* [Text excerpt]
----------------
WARNING: This review contains explicit language which some people may find offensive.

I attended a special screening of "L'Inferno" at the Rubin Museum of Art in Manhattan; for this screening, the film's intertitles had been removed, and the movie's dialogue and narration were spoken live by the brilliant actors Len Cariou and Roberta Maxwell, accompanied by an appropriately hellish violin score by Gil Morgenstern.

For all its considerable crudeness, this early film is still powerful. Much of its impact is due to the decision to depict the (male) inhabitants of Hell entirely naked. (A couple of them are wanting an arm or a leg.) The image of naked men desperately scrambling for room in Charon's cramped coracle is far more effective than the same image would have been with costumed actors. The film would have been even more powerful had it included female nudity, although I concede that this would have been too much to expect in 1911. Even the nudity which we see here is undercut by the fact that some of the men in Hell are wearing nappies. The notorious sequence in the river of excrement is cleaned up somewhat here, to feature merely a river of dirty water. The narration includes a reference to the famous sign at the entrance to Hell -- "Abandon all hope, ye who enter here" -- yet we never see this sign; perhaps it was rendered in Italian in the original prints of this film, and was therefore cut out of prints exhibited outside Italy.
----------------
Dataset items
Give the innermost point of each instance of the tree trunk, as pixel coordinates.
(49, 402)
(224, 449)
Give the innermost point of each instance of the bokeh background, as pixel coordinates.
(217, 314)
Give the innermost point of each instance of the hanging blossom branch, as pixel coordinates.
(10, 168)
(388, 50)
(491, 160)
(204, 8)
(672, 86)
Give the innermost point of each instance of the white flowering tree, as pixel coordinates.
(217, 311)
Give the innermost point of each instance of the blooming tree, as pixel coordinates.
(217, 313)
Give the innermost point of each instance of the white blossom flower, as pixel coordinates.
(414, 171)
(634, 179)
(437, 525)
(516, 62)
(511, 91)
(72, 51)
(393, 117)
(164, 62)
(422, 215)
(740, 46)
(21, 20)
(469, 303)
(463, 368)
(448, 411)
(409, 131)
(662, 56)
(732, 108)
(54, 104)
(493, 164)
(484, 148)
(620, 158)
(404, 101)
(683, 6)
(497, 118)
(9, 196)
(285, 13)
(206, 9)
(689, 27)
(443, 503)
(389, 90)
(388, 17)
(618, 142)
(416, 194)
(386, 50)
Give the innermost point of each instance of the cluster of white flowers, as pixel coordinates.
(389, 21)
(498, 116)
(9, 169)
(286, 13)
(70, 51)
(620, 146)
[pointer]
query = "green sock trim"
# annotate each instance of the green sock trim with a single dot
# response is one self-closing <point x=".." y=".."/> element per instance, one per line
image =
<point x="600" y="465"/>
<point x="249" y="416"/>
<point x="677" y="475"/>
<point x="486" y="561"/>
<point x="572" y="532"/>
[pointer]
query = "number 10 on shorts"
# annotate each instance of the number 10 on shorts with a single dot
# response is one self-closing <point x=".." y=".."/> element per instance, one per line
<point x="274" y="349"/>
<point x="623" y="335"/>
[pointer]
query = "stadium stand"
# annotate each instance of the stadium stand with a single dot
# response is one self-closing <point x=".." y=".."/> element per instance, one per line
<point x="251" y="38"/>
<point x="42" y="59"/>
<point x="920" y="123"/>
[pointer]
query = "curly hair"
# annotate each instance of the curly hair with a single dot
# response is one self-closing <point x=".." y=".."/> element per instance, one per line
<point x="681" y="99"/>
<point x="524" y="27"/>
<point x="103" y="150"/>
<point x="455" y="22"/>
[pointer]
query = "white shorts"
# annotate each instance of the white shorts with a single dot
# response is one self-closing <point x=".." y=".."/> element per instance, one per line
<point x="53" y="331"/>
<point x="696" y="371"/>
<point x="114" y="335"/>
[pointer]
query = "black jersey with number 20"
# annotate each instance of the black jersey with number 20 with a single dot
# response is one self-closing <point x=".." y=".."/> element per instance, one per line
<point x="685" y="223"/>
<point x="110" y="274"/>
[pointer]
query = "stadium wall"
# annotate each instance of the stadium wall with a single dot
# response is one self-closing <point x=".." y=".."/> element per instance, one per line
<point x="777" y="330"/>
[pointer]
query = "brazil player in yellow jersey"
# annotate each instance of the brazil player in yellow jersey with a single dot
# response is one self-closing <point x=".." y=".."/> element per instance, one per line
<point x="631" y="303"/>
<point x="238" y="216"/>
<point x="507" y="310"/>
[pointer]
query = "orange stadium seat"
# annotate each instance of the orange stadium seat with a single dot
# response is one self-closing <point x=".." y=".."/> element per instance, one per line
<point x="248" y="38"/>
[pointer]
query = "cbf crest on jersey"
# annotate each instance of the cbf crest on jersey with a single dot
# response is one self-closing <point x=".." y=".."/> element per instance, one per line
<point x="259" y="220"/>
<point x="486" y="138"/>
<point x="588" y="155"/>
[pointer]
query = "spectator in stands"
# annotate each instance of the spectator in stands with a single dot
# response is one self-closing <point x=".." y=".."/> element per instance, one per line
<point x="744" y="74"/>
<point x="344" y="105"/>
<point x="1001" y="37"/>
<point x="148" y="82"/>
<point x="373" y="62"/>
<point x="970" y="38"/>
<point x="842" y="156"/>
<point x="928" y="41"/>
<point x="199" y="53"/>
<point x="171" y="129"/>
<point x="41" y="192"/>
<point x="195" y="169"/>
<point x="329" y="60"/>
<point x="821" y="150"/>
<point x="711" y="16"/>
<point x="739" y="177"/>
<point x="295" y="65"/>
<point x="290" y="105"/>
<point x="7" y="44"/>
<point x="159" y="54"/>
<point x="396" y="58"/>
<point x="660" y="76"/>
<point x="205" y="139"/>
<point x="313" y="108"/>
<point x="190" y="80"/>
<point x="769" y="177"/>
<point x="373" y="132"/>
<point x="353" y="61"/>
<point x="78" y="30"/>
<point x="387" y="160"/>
----------------
* [Given task 1] Reproduce the review of "L'Inferno" from "WARNING: This review" up to and including "by Gil Morgenstern.", switching "violin" to "cello".
* [Given task 2] Pick up the review of the 1911 film "L'Inferno" after its final sentence and continue it.
The records were drawn from a separate source.

* [Expected answer 1]
WARNING: This review contains explicit language which some people may find offensive.

I attended a special screening of "L'Inferno" at the Rubin Museum of Art in Manhattan; for this screening, the film's intertitles had been removed, and the movie's dialogue and narration were spoken live by the brilliant actors Len Cariou and Roberta Maxwell, accompanied by an appropriately hellish cello score by Gil Morgenstern.

* [Expected answer 2]
The exterior scenes are shot against stark cliffs plunging perpendicularly to the sea, affording no shelter: the landscapes of Hell. Several flashbacks contain interior shots, featuring painted sets of the style which modern audiences will attribute to French film-maker Georges Melies.

I try to perceive every film that I view in the context of its own time. Regrettably, most of the acting here is crude even by 1911 standards. The subject matter allows for some melodramatic overacting, yet these actors exceed the limits. The special effects, too, are crude by 1911 standards. Several of the double exposures are off-register, with visible "shimmy". The hell-hound Cerberus looks like a three-headed ostrich cross-bred with a poodle. Georges Melies was doing more convincing special effects in 1906. I did like the clever method of giving Beatrice a halo by placing a whirligig behind the actress's head. The costumes in the flashback sequences are impressive.

For the screening which I attended, the original Italian intertitles were newly translated by Robert Pinsky of the Poetry Society of America. I feel that he should have been less literal and more colloquial: when Dante described a damned soul "making a fig", it wasn't immediately clear to the (mostly American) audience that this referred to an obscene hand-gesture.

For all its crudity, this is an astonishing film with great visual impact. I wish that the same production company had tackled Dante's "Purgatorio" and "Paradiso". My rating: 8 out of 10.